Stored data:
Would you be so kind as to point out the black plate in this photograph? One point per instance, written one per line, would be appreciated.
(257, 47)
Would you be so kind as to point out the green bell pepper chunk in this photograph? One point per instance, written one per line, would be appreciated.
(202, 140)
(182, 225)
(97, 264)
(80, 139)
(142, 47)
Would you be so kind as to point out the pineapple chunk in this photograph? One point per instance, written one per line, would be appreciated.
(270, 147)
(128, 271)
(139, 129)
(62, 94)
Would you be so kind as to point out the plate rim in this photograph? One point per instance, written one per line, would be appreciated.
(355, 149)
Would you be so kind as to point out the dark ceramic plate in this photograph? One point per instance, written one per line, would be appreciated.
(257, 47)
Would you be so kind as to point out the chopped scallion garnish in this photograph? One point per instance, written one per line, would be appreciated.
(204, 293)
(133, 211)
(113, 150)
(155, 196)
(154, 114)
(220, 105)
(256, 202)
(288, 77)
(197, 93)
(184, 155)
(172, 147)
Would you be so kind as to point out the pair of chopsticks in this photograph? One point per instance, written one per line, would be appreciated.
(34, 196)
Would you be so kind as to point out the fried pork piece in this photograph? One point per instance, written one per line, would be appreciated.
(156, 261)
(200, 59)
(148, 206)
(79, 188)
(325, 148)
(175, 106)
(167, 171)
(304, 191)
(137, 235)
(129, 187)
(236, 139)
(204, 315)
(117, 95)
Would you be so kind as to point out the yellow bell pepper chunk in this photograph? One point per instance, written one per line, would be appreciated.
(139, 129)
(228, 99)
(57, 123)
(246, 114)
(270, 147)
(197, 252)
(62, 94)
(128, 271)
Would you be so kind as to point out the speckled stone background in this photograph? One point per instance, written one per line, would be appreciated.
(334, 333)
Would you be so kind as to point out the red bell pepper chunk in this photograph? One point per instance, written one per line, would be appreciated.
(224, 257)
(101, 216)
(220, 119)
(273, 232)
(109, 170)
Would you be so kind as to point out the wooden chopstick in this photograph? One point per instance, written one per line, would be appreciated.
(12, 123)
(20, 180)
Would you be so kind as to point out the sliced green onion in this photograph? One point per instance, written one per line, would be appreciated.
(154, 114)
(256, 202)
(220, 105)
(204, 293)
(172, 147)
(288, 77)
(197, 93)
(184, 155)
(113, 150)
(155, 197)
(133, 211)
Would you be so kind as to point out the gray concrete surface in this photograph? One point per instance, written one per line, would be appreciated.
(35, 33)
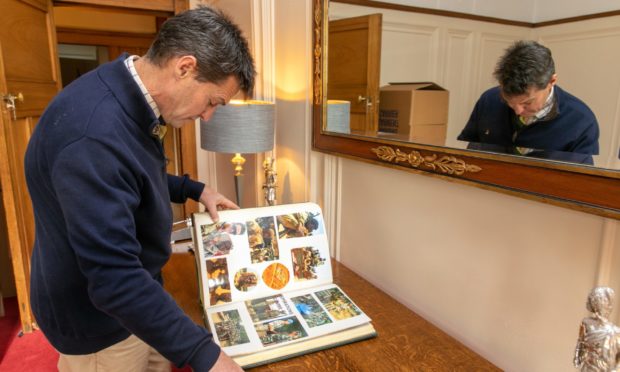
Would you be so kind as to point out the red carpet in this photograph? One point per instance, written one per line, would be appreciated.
(30, 352)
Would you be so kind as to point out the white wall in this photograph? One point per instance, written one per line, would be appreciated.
(524, 10)
(460, 55)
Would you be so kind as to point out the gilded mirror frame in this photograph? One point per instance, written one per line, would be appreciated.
(583, 188)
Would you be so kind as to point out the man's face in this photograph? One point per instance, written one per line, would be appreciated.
(194, 99)
(528, 104)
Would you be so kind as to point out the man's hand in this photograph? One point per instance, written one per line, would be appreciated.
(213, 201)
(225, 364)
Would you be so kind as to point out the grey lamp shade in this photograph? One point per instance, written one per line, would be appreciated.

Task description: For each record above, write out its text exactly and skip any picture.

Answer space:
Would you be so kind as to point out the black plate in this photograph? One point per instance, written one per line, would be appreciated.
(257, 47)
Would you be so kind as to point out the green bell pepper chunk in this photograph? One point per instance, written one per line, would be appreciated.
(202, 140)
(182, 225)
(97, 264)
(80, 139)
(142, 47)
Would you be so kind as to point out the pineapple chunk in this photograph? One point per instance, written one per line, would be appreciated.
(270, 147)
(128, 271)
(139, 129)
(62, 94)
Would you be so kind as to point out the plate rim in this photograph? One point per instance, written one per line, would be appreciated.
(355, 149)
Would you be so kind as to point out the dark ceramic plate in this photograph? One point per instance, written one per line, would be appreciated.
(257, 47)
Would you be so kind as to point out the chopped scallion garnish in this photograph? One point per instance, written one per line, would be appreciated.
(204, 293)
(133, 211)
(113, 150)
(155, 196)
(154, 114)
(220, 105)
(256, 202)
(288, 77)
(197, 93)
(184, 155)
(172, 147)
Would you be so kind as to point out the pair of chopsticks in this photograph? One point per instance, written one per line, would be appreciated.
(34, 196)
Would you be so kind as to point out the fried pork piece in this photograph? One point per instance, written one per line, would be appreciated.
(156, 261)
(200, 59)
(148, 206)
(79, 188)
(325, 148)
(175, 106)
(167, 171)
(304, 191)
(137, 235)
(129, 187)
(236, 139)
(204, 315)
(117, 95)
Would you be so kind as to point out the yellow bell pepper chunk in this photograph? One point per instance, written one per line, would be appreciated.
(139, 129)
(228, 99)
(57, 123)
(246, 114)
(270, 147)
(197, 252)
(62, 94)
(128, 271)
Would you be so kind as to point out the speckled stone background in this photograph? One point per instance, written one per line, would be appreciated.
(334, 333)
Would you be so kind as to point out the red bell pepper chunk in this photograph? One point per instance, written one per line, would be appreciated.
(224, 257)
(101, 216)
(220, 119)
(273, 232)
(109, 170)
Would you be so kind as to point out the wooden chopstick in this photograph? One point per instance, written one per line, would be appreciated.
(12, 123)
(20, 180)
Would you be so kind as to point out the sliced green onion in this photograph? One point per instance, written one per line, would be appreciated.
(154, 114)
(256, 202)
(220, 105)
(204, 293)
(172, 147)
(288, 77)
(197, 93)
(184, 155)
(113, 150)
(155, 197)
(133, 211)
Would you be so kind as to point out the gray concrete surface in this photograph? One point per instance, written one per line, would be appreciated.
(35, 33)
Would you be so kind as to point out the red carpet in this photograph? One point per instance, written one per line, would be appreciated.
(30, 352)
Would you be so kind as to point out the white wall in this photograph? One point per instance, written one per line, would be appreciated.
(524, 10)
(460, 55)
Would you be so kind as to point out the gilded mirror frame in this photograph? One point per instance, written one per line, would be appreciated.
(583, 188)
Would you be so kind as to point out the man's face in this photograph? One point per instance, written one per line, would be appreciated.
(194, 99)
(528, 104)
Would you be so kind as to point out the man's hand in this photograph? One point per instance, written one per line, would be appreciated.
(213, 201)
(225, 364)
Would you be so kind as to point out the grey lamp shade in this photograph? One point per instance, written one per line, would be appreciated.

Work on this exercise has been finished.